▶ [STATED EXERCISE 1]
Answer the following questions using the excerpt on Xen/ia64 memory models.
(a) What kind of access can all driver domains be assumed to require?
(b) Which two future Xen features are named as not yet design-tested with any of the approaches?
(c) Which model more easily supports domain0 owning all of machine memory except a small amount reserved for and protected by Xen?
▶ [STATED EXERCISE 2] From the excerpt on Xen/ia64 memory models, output verbatim the span that begins at the words "Leave domain0 as" and stops after the words "features (oversubscr, NUMA)".

▶ [PASSAGE PROVIDED]
+ + + + + + +

This plus the reduced number of changes should make it easier to
get Xen/ia64 support into Linux/ia64 (assuming Xen/x86 support
gets included in Linux/x86).

DRIVER DOMAINS

Driver domains are "coming soon" and support of driver domains is a
"must", however support for hybrid driver domains (i.e. domains that
utilize both backend and frontend drivers) is open to debate.  It can
be assumed however that all driver domains will require DMA access.

P2M should make driver domains easier to implement (once the initial
Xenlinux/ia64 work is completed) and able to support a broader range
of functionality.  P==M may disallow hybrid driver domains and
create other restrictions, though some creative person may be able
to solve these.

FUTURE XEN FEATURE SUPPORT

None of the approaches have been "design-tested" significantly for
support or compatibility with future Xen functionality such as
oversubscription or machine-memory hot-plug, nor for exotic
machine memory topologies such as NUMA or discontig (sparsely
populated).  Such functionalities and topologies are much more
likely to be encountered in high-end server architectures rather
than widely-available PCs and low-end servers.  There is some
debate as to whether the existing Xen memory architecture will easily
evolve to accommodate these future changes or if more fundamental
changes will be required.  Architectural decisions and restrictions
should be made with these uncertainties in mind.

Some believe that discovery and policy for machine memory will
eventually need to move out of Xen into domain0, leaving only
enforcement mechanism in Xen.  For example, oversubscription, NUMA
or hot-plug memory support are likely to be fairly complicated
and a commonly stated goal is to move unnecessary complexity out
of Xen.  And the plethora of recent changes in Linux/ia64
involving machine memory models indicates there are still many
unknowns.  P==M more easily supports a model where domain0
owns ALL of machine memory *except* a small amount reserved for
and protected by Xen itself.  If this is all true, Xen/x86 may
eventually need to move to a dom0 P==M model, in which case it
would be silly for Xen/ia64 to move to P2M and then back to P==M.

Others think these features will be easy to implement in Xen and,
with minor changes, entirely compatible with P2M.  And that
P2M is the once and future model for domain0.

SUMMARY

I'm sure there are more issues and tradeoffs that will come up
in discussion, but let me summarize these:

Move domain0 to P2M:
+ Fewer differences in Xen drivers between Xen/x86 and Xen/ia64
+ Fewer differences in Xen drivers between Xen/VT-x and Xen/VT-i
+ Easier to implement remaining Xen drivers for Xen/ia64
- Major changes may require months for Xen/ia64 to regain stability
- Many more changes to Xenlinux/ia64; more difficulty pushing upstream
- No attempt to make Xen more resilient for future architectures

Leave domain0 as P==M:
+ Fewer changes in Xenlinux; easier to push upstream
+ Making Xen more flexible is a good thing
? May provide better foundation for future features (oversubscr, NUMA)

+ + + + + + +

▶ [RECORD EXCERPTS]
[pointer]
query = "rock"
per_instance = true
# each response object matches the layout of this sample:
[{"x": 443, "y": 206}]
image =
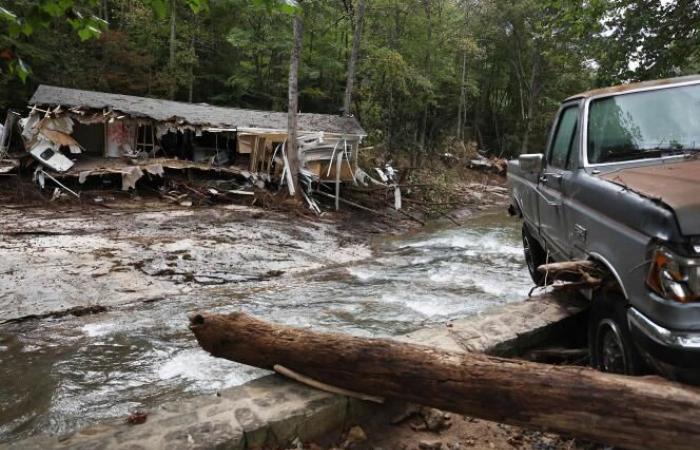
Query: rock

+ + + + + + +

▶ [WORKED SOLUTION 1]
(a) DMA access.
(b) Oversubscription and machine-memory hot-plug.
(c) P==M.

▶ [WORKED SOLUTION 2]
Leave domain0 as P==M:
+ Fewer changes in Xenlinux; easier to push upstream
+ Making Xen more flexible is a good thing
? May provide better foundation for future features (oversubscr, NUMA)